··· PROVIDED TEXT ···
Reinsurance and Insurance Broker Operations
      Our reinsurance and insurance brokers provide a variety of services, including marketing, placing, consulting on and servicing insurance risks for their clients, which include medium to large corporations, unaffiliated and affiliated insurance and reinsurance companies, and other risk taking entities. The brokers earn commission income and, to a lesser extent, fees for certain services, generally paid by the underwriters with whom the business is placed. Some of these risks may be initially underwritten by our insurance companies and they may retain a portion of the risk. Total revenue generated by our brokers in 2005 amounted to $31.9 million.
··· RECORDED DATA ···
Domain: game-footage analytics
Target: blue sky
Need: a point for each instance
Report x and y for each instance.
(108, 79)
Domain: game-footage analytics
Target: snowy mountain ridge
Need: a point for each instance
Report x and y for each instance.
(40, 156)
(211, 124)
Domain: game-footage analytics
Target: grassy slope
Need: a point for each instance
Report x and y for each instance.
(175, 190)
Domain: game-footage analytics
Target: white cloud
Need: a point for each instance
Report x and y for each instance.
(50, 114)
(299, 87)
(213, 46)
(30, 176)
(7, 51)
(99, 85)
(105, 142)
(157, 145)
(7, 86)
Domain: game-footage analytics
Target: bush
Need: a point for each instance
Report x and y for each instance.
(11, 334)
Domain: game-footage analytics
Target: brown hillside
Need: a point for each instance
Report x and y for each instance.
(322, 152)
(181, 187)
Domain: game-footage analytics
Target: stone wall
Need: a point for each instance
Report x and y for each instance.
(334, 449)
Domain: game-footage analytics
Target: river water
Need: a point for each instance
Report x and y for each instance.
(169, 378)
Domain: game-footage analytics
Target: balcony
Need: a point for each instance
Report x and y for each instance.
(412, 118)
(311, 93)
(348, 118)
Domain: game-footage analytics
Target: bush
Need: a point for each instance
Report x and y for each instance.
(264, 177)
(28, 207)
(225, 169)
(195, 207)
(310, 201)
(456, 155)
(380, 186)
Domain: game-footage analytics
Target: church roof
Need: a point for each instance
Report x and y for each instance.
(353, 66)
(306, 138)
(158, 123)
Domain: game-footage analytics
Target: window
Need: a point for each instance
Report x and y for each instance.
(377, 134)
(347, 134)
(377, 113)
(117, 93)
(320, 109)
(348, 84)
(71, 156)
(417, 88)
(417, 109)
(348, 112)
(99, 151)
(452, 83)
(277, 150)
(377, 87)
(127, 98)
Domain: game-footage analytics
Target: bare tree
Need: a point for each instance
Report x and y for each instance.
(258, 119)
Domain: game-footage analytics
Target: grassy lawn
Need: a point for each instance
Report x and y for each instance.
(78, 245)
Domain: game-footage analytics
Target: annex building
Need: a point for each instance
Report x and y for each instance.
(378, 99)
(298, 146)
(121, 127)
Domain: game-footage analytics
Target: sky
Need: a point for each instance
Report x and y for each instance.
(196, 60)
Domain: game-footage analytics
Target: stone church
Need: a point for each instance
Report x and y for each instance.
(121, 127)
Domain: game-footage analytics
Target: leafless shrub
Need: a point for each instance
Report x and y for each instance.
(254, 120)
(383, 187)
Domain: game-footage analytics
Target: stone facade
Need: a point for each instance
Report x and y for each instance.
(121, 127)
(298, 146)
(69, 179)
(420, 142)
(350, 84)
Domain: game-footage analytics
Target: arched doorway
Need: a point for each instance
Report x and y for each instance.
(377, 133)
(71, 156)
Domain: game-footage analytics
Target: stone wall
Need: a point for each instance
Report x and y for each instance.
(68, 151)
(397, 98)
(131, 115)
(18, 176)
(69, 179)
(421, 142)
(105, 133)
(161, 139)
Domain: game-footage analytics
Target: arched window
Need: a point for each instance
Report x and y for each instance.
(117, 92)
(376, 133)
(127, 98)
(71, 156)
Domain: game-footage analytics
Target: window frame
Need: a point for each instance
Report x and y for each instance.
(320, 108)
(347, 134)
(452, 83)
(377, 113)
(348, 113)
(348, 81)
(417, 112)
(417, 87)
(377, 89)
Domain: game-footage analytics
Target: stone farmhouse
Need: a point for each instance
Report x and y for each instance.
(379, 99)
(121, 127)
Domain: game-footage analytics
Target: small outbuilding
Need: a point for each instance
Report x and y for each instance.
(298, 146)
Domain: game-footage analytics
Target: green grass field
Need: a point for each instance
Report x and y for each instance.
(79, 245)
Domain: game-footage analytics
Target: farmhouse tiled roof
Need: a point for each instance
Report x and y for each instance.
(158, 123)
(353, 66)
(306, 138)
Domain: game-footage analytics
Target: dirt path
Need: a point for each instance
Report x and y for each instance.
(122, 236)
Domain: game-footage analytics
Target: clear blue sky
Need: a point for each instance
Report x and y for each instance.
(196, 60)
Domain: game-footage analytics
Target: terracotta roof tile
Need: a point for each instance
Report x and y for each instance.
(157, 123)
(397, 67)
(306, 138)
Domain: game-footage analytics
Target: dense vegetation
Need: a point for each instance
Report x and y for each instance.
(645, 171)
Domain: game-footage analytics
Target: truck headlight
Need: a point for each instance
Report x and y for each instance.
···
• _WHAT TO DO_
(a) For each statement, say yes or no on whether it agrees with the passage on reinsurance and insurance broker operations, and quote the words from it that decide the matter.
(i) The brokers earn more from fees than from commission income.
(ii) The brokers generated total revenue of $31.9 million in 2005.
(iii) The brokers' clients include medium to large corporations.
(b) Please write the next part of the passage on reinsurance and insurance broker operations, starting after its final sentence.
The items play no part in this work.

• _ANSWER LIST_
(a)
(i) No: "The brokers earn commission income and, to a lesser extent, fees for certain services"
(ii) Yes: "Total revenue generated by our brokers in 2005 amounted to $31.9 million."
(iii) Yes: "which include medium to large corporations"

(b)
Rattner Mackenzie
      Rattner Mackenzie Limited is a reinsurance broker based in London, England with additional operations in Hamilton, Bermuda and Mt. Kisco, New York. Rattner Mackenzie specializes in group life, accident and health reinsurance and some specialty property and casualty lines of business. It operates as a Lloyd’s broker for insurance and reinsurance business placed on behalf of unaffiliated and affiliated insurance companies, reinsurance companies and underwriting agencies and has been in operation since 1989.
Continental Underwriters
      Continental Underwriters Ltd. is an insurance broker based in Covington, Louisiana specializing in commercial marine insurance and has been in operation since 1970.
HCC Risk Management
      HCC Risk Management Corporation, based in Houston, Texas, is a reinsurance broker specializing in placing reinsurance on behalf of affiliated and unaffiliated insurance companies and has been in operation since 1991.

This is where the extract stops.